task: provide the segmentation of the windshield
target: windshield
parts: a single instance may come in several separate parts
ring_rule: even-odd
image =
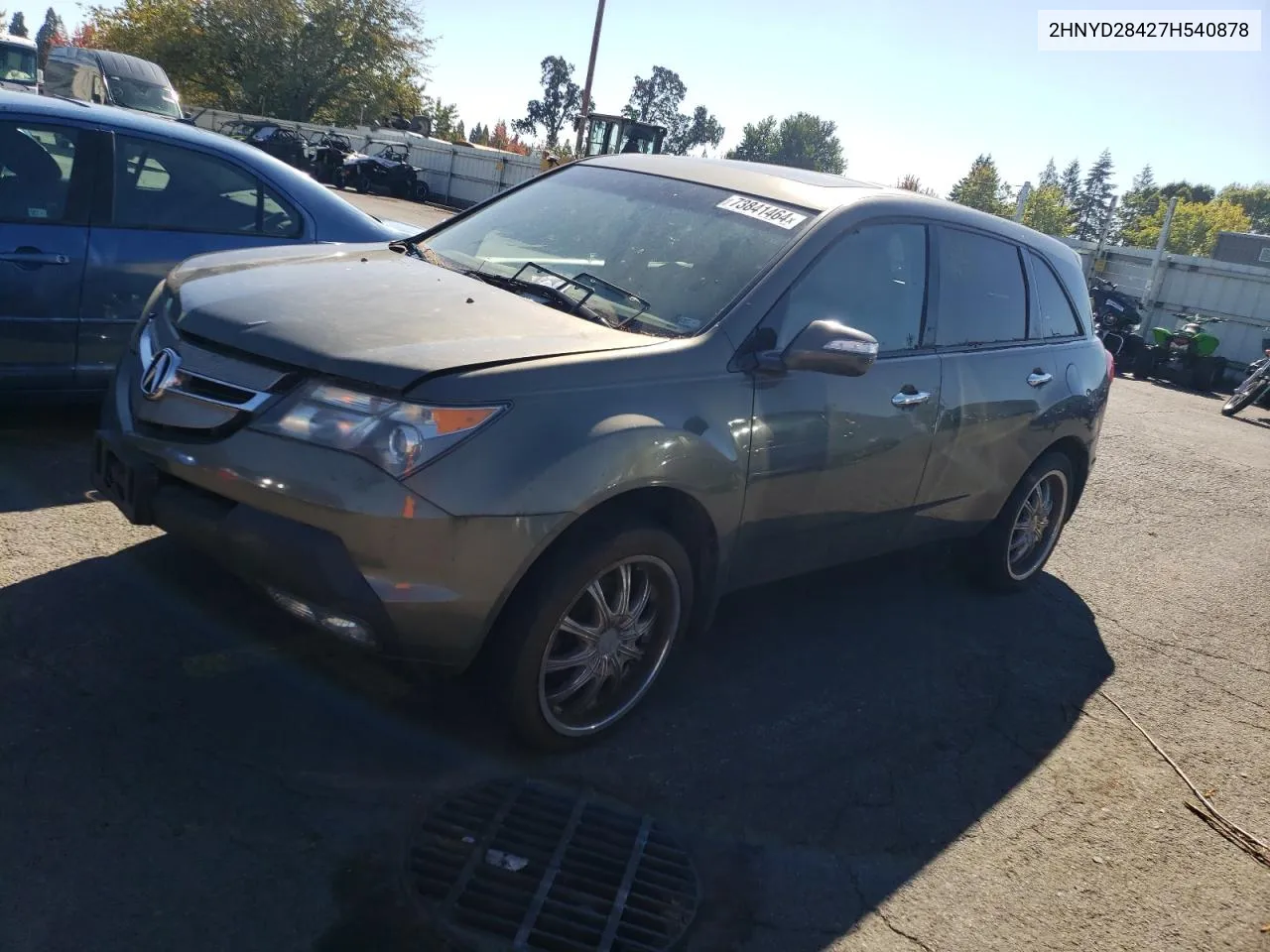
[[[173,119],[182,118],[177,94],[166,86],[124,79],[123,76],[110,76],[109,86],[110,96],[118,105],[126,109],[140,109],[145,113],[156,113],[157,116],[166,116]]]
[[[428,248],[483,274],[511,278],[532,261],[598,278],[640,298],[606,294],[616,321],[686,335],[714,321],[813,217],[709,185],[577,165],[443,227]],[[531,274],[544,281],[535,268],[521,277]]]
[[[0,80],[36,85],[36,51],[24,46],[0,44]]]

> Problem to work on:
Convert all the data above into a JSON list of strings with one string per line. Skip blank lines and leave the picture out.

> Result for this task:
[
  "task: provide the segmentation of the windshield",
  "target: windshield",
  "parts: a single instance may come in several separate parts",
  "ring_rule: even-odd",
  "image =",
  "[[[173,119],[182,118],[177,94],[166,86],[124,79],[123,76],[110,76],[109,86],[110,96],[118,105],[126,109],[140,109],[145,113],[156,113],[157,116],[166,116]]]",
  "[[[428,248],[483,274],[511,278],[532,261],[598,278],[640,298],[606,294],[616,321],[686,335],[714,321],[813,217],[709,185],[577,165],[443,227]],[[531,274],[544,281],[535,268],[521,277]]]",
  "[[[0,80],[36,85],[36,51],[24,46],[0,44]]]"
]